Directions:
Edit the listing below by replacing each occurrence of "set a marker" with "place a point", keeping every other line and character unchanged.

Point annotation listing

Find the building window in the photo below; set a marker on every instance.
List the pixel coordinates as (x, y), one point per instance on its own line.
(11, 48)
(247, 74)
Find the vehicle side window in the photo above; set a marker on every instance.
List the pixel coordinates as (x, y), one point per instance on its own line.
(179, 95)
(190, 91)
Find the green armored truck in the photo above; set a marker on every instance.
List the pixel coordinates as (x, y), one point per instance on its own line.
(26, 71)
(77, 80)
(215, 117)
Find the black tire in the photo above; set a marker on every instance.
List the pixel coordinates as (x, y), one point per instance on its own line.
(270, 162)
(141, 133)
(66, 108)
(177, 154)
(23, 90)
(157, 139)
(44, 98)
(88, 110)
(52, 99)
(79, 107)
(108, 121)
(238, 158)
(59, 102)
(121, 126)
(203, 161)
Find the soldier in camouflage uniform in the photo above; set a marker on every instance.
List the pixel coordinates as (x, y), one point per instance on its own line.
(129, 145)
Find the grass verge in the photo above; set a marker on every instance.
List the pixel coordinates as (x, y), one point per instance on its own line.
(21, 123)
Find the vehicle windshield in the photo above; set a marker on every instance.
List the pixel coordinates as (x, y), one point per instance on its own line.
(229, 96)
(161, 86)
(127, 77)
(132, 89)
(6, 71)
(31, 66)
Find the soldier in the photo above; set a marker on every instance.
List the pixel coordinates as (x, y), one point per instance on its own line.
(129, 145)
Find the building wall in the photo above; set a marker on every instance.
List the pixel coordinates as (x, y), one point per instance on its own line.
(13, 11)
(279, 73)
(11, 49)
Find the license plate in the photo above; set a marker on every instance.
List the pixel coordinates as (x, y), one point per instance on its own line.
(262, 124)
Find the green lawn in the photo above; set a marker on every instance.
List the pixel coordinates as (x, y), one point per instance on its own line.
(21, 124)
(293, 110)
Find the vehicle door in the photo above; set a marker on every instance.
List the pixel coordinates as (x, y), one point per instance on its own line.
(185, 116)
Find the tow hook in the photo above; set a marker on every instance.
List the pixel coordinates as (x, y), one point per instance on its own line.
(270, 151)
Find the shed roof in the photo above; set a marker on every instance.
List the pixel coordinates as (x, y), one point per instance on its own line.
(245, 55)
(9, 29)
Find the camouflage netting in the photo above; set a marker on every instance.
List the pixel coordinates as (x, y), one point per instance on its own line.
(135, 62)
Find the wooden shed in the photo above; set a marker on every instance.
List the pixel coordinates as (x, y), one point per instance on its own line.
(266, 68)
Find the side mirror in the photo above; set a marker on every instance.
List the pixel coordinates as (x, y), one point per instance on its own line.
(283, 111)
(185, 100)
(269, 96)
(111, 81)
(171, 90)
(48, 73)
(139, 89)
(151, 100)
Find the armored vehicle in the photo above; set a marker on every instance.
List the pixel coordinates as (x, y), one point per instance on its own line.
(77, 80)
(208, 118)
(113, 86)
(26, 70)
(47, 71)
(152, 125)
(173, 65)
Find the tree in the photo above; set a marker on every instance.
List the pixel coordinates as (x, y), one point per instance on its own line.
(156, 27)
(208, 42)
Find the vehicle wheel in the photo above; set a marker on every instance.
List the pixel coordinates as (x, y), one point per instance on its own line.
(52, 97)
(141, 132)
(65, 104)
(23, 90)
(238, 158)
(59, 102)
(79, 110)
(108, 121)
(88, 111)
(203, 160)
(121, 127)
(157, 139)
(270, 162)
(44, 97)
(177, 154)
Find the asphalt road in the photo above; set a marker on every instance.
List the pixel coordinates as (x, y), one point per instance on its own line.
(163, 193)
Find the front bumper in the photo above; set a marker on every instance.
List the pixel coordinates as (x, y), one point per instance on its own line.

Response to the exercise:
Find the building window in the photo below; place a point on every instance.
List the pixel coordinates as (x, y), one point per instance on its own line.
(11, 48)
(247, 74)
Find the vehicle side window in the photo above; place a point on every instance.
List the pixel coordinates as (x, y), one point per instance on its own line.
(179, 95)
(190, 91)
Find the green armored truck in the photo above; place a point on every instance.
List the pixel coordinates as (x, y), one point per instance on its own line.
(26, 71)
(77, 80)
(215, 117)
Find the black tire in the photo above; place a point on every instance.
List the pixel coordinates as (x, y), one point per instance on its own line.
(270, 162)
(141, 133)
(66, 108)
(177, 154)
(23, 90)
(157, 139)
(44, 98)
(88, 110)
(52, 99)
(79, 107)
(108, 121)
(238, 158)
(59, 102)
(121, 126)
(203, 161)
Find the soldier in camouflage uniform in the photo above; place a point on every instance.
List the pixel coordinates as (x, y), one point per instance on its own line.
(129, 145)
Find the grass verge in the photo above; place a point on every instance.
List the pixel coordinates as (x, y), one point per instance on its own line.
(21, 123)
Find the vehicle windshield in the photo above; place a point on every instance.
List the pixel coordinates as (x, y), one point per instance on its own line.
(229, 96)
(161, 86)
(127, 77)
(132, 89)
(6, 71)
(31, 66)
Find the soldier in the photo above; place a point on every instance.
List the pixel coordinates as (x, y), one point per instance on its own line.
(129, 145)
Find the building wall in the photo above; place a point on every instance.
List the pixel coordinates as (x, y), one point per instance on its own line.
(13, 11)
(279, 73)
(11, 49)
Find the license plate in the photo above; place a point on every instance.
List the pixel coordinates as (x, y), one point per instance on its own line.
(262, 124)
Find the green lawn in the photo above; place a point on every instance.
List the pixel coordinates as (x, y), one point per instance on its own line.
(21, 124)
(293, 110)
Find the vehicle door in the photo above; place a point on every instance.
List the pixel coordinates as (x, y), one point per instance on its own line.
(185, 116)
Find the tow hook in the photo above; place a point on every instance.
List the pixel coordinates as (x, y), one point per instance on its own line.
(270, 151)
Find the shed roof in the photo above; place a point on every instance.
List the pixel coordinates as (x, y), one point per instance on its own line.
(245, 55)
(9, 29)
Find the camouflage netting in the photo above; place a point on every instance.
List the pixel coordinates as (x, y), one point per instance on its own line.
(135, 62)
Find the wooden shed in the photo above; place a point on every instance.
List the pixel coordinates as (x, y), one point per instance on its own line.
(266, 68)
Find the side mirror in the photo above; place a point on every instance.
List the pixel coordinates as (x, y), one point per instance on its own line.
(283, 111)
(185, 100)
(269, 96)
(111, 81)
(171, 90)
(48, 73)
(139, 89)
(151, 100)
Find the armored vehicle in the photo above; place a point on every instance.
List the pixel coordinates as (x, y), one point per instance on its own line.
(77, 80)
(208, 118)
(113, 86)
(26, 70)
(47, 71)
(152, 125)
(173, 65)
Find the tree in the photo above; place a point on every instance.
List the pixel coordinates as (x, y), one point per instance on its own line.
(156, 27)
(208, 42)
Find the vehicle wheel in the photo above; place a point on every instance.
List the pixel coordinates as (x, y), one point per instance on its own line.
(52, 97)
(141, 132)
(65, 104)
(23, 90)
(238, 158)
(59, 102)
(79, 110)
(108, 121)
(88, 111)
(203, 160)
(121, 127)
(157, 139)
(270, 162)
(44, 97)
(177, 154)
Find the asphalt road in the photo above; place a point on every instance.
List the pixel coordinates as (x, y), one point per instance on its own line.
(163, 193)
Find the front bumper in the photo above; place a point on every instance.
List the pixel coordinates as (x, y), one point per instance on its own line.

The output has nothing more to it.